-- start Data for this task --

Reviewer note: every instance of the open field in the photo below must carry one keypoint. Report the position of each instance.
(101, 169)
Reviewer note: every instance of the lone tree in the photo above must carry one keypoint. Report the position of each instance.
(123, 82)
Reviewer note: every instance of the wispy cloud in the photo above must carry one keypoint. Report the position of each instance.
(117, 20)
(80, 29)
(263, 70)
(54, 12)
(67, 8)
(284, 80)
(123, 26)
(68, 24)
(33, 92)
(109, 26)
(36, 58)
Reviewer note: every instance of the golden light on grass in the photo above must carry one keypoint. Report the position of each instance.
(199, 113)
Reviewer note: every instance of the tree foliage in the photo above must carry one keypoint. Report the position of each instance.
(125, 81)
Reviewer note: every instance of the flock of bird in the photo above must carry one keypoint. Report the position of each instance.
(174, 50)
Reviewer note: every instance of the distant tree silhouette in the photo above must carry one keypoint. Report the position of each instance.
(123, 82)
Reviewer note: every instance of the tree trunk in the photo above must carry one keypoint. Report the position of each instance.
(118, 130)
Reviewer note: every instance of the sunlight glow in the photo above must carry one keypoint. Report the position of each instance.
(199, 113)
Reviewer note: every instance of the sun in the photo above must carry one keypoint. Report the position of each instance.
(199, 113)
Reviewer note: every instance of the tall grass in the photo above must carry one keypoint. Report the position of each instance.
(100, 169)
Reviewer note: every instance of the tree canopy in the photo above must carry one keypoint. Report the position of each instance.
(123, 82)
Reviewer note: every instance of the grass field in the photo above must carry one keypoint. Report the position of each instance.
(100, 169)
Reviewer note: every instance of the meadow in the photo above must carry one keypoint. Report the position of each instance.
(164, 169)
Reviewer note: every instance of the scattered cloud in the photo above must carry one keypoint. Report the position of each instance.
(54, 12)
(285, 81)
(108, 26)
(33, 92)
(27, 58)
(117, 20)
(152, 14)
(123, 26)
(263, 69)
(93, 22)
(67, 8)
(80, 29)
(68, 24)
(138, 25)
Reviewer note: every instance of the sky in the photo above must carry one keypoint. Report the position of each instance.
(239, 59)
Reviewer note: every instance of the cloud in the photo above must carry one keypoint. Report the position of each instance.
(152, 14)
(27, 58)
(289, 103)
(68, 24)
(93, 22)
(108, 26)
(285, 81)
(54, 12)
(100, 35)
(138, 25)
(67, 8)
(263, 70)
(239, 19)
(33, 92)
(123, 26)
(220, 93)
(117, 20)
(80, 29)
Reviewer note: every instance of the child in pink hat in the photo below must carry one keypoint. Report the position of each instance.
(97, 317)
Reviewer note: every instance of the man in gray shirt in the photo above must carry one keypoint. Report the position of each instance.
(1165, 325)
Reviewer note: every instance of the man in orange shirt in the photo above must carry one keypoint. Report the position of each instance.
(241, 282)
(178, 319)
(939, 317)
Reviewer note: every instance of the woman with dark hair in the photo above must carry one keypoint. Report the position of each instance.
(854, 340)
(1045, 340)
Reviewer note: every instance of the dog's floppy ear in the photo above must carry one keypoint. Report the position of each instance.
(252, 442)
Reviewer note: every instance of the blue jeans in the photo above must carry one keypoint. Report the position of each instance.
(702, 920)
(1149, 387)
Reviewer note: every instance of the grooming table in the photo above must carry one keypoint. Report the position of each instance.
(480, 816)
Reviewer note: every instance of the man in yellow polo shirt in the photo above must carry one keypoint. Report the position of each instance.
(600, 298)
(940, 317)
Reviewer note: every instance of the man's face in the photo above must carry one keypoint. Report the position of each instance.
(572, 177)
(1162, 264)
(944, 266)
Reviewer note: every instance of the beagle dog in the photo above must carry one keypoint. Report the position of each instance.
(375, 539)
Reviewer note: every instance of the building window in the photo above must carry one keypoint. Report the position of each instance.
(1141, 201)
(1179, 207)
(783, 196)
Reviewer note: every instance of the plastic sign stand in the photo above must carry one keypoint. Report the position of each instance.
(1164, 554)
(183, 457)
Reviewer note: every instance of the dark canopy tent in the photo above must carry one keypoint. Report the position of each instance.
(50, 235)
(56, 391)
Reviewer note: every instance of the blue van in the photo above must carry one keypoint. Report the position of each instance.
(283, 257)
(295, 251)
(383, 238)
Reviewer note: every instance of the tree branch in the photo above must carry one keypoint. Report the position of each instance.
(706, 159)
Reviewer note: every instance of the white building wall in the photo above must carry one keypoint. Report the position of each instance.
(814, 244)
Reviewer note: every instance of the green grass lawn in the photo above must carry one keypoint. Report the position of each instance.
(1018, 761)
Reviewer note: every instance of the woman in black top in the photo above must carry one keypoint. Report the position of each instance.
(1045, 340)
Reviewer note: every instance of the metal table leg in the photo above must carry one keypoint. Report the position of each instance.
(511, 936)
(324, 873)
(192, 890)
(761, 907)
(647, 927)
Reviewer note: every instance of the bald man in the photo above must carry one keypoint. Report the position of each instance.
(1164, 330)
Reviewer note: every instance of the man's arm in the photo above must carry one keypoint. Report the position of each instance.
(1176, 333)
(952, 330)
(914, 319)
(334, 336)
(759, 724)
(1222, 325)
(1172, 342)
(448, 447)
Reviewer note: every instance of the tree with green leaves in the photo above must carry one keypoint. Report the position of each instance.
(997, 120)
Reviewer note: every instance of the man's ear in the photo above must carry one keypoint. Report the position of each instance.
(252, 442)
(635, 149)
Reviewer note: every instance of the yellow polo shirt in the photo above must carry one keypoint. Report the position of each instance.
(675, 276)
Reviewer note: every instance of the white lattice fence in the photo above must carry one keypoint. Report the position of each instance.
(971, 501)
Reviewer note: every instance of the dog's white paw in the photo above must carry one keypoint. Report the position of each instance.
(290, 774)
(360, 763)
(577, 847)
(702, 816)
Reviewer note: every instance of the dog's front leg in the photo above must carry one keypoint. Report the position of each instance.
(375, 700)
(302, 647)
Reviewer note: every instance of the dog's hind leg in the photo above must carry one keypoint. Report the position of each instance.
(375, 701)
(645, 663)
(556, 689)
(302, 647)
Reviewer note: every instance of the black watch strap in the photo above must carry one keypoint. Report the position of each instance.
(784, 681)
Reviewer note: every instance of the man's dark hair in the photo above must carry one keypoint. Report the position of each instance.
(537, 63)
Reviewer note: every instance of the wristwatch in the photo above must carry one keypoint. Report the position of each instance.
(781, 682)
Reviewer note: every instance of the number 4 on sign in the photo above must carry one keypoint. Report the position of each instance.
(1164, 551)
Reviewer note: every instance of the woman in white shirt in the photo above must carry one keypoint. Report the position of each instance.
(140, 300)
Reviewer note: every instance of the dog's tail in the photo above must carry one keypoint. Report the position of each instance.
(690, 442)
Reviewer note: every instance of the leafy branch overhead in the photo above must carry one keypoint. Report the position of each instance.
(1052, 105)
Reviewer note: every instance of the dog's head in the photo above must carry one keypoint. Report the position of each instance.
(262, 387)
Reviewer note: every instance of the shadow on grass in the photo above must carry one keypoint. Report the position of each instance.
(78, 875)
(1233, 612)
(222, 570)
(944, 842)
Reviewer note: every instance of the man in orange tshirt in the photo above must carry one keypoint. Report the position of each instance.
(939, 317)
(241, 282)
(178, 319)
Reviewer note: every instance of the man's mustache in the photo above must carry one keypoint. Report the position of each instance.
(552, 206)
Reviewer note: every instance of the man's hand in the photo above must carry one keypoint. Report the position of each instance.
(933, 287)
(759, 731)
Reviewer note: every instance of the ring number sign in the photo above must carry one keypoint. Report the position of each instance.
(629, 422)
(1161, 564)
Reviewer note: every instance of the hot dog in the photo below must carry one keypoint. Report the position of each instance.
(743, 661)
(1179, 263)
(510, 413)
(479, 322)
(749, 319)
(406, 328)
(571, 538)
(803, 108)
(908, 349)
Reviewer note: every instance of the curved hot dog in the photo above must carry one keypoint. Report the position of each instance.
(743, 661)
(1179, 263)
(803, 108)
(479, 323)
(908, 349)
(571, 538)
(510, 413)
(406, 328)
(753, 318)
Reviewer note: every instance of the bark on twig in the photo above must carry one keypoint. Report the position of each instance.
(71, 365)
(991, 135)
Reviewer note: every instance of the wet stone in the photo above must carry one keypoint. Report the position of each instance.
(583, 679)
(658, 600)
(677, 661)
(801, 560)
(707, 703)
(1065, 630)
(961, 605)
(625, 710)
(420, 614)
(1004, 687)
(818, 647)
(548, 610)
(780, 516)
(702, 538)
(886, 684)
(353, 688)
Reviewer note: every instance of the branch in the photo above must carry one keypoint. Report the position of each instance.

-- end Data for this task --

• **Requirement**: Extract exactly the lines between the line containing "Reviewer note: every instance of the man's hand" and the end of the data, including both.

• **Task response**:
Reviewer note: every instance of the man's hand in the photo above must carry one keypoint. Report the position of each instance.
(933, 287)
(759, 731)
Reviewer note: every instance of the ring number sign in the photo above must carry one keypoint. Report the position of each instance.
(629, 422)
(1161, 564)
Reviewer note: every instance of the hot dog in the photo below must carry one keypoint. Report the position of each instance.
(743, 661)
(1179, 263)
(510, 413)
(479, 322)
(749, 319)
(406, 328)
(571, 538)
(803, 108)
(908, 349)
Reviewer note: every instance of the curved hot dog in the photo above must carry one keypoint. Report the position of each instance.
(743, 661)
(1179, 263)
(803, 108)
(479, 323)
(908, 349)
(571, 538)
(510, 413)
(406, 328)
(753, 318)
Reviewer note: every instance of the bark on twig in the photo above must carry one keypoint. Report the position of each instance.
(71, 365)
(991, 135)
Reviewer note: every instance of the wet stone in the photo above must carry one keypoint. Report the position of each instance.
(583, 679)
(658, 600)
(677, 661)
(801, 560)
(707, 703)
(1065, 630)
(961, 605)
(625, 710)
(420, 614)
(1004, 687)
(818, 647)
(548, 610)
(780, 516)
(702, 538)
(886, 684)
(353, 688)
Reviewer note: every instance of the branch in the photo above must carry one keypoint. Report the position of each instance.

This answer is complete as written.